Reproduce all the entries below, swapping each "header row" for "first row" and leaving everything else unchanged.

>>>>>

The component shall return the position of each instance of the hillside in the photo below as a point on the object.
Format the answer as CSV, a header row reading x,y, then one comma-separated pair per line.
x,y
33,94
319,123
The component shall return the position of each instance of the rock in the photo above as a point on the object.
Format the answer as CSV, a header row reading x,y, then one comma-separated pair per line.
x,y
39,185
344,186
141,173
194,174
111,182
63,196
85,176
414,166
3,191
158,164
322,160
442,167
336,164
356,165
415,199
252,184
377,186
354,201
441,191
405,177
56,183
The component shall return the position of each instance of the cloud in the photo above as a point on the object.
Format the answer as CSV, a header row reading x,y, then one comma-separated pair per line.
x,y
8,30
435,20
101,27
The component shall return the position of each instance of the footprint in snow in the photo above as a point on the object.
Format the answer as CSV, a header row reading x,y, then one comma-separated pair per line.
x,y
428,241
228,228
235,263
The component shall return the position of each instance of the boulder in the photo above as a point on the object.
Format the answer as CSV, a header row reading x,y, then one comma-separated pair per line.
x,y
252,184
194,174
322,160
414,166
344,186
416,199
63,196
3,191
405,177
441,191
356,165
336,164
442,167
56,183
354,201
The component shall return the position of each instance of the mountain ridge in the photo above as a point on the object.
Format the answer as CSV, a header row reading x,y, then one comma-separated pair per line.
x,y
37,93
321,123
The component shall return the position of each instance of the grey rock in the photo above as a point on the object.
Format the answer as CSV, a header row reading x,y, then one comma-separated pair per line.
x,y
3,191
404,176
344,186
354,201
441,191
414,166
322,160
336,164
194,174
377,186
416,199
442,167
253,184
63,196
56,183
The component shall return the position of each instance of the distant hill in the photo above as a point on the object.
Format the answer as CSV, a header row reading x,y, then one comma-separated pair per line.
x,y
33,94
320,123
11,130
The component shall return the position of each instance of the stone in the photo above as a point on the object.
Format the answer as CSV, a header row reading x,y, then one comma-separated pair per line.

<<<<<

__Result below__.
The component shall return the position of each instance of the hillside in the photo below as a point on the object.
Format the answer as CSV, a first row reading x,y, then one comma-separated pair per line.
x,y
33,94
319,123
The component shall return the position of each instance of the rock in the photo above as a point on the object.
Format the answer as CSV, a first row reading x,y, then one comma-separated pair per line.
x,y
39,185
344,186
141,173
194,174
111,182
63,196
85,176
414,166
3,191
158,164
322,160
442,167
336,164
356,165
415,199
252,184
377,186
354,201
441,191
405,177
56,183
The component shall return the position of each instance of the cloud in the photo above as a point on the object.
Format the answer as CSV, a first row reading x,y, then one comma-separated pair per line.
x,y
8,30
435,20
101,27
The component shall return the position of each instance of the footprint in snow in the photo above as a point on the object.
Format the answer as CSV, a first row reading x,y, then one comma-separated pair per line.
x,y
428,241
228,228
235,263
The component shall return the position of each instance of the boulder in the photo above as a point on the object.
Format the answer as CSV, a first row reading x,y, then one comma-separated pair per line.
x,y
252,184
194,174
322,160
414,166
344,186
416,199
63,196
3,191
405,177
441,191
356,165
336,164
442,167
56,183
354,201
The component shall return the position of each instance of the mountain ridge in the photo above as a point on the object.
Format the answer as CSV, a first row reading x,y, then one comma-separated pair per line.
x,y
37,93
321,123
The component shall return the position of each instance of the grey rock in the photo above as a point on the object.
Format the answer as CSV, a first row reading x,y, then one comma-separated pair per line.
x,y
3,191
404,176
344,186
354,201
441,191
414,166
322,160
336,164
194,174
377,186
416,199
442,167
253,184
63,196
56,183
The component shall return the position of each instance of the distant hill in the photo above as a point on the object.
Format the answer as CSV, a first row reading x,y, then one comma-separated pair per line.
x,y
33,94
320,123
11,130
The component shall return the position of each instance of the stone in the photo above as a point on the object.
Format the answer as CSV, a first row reading x,y, then one comma-separated pair per line.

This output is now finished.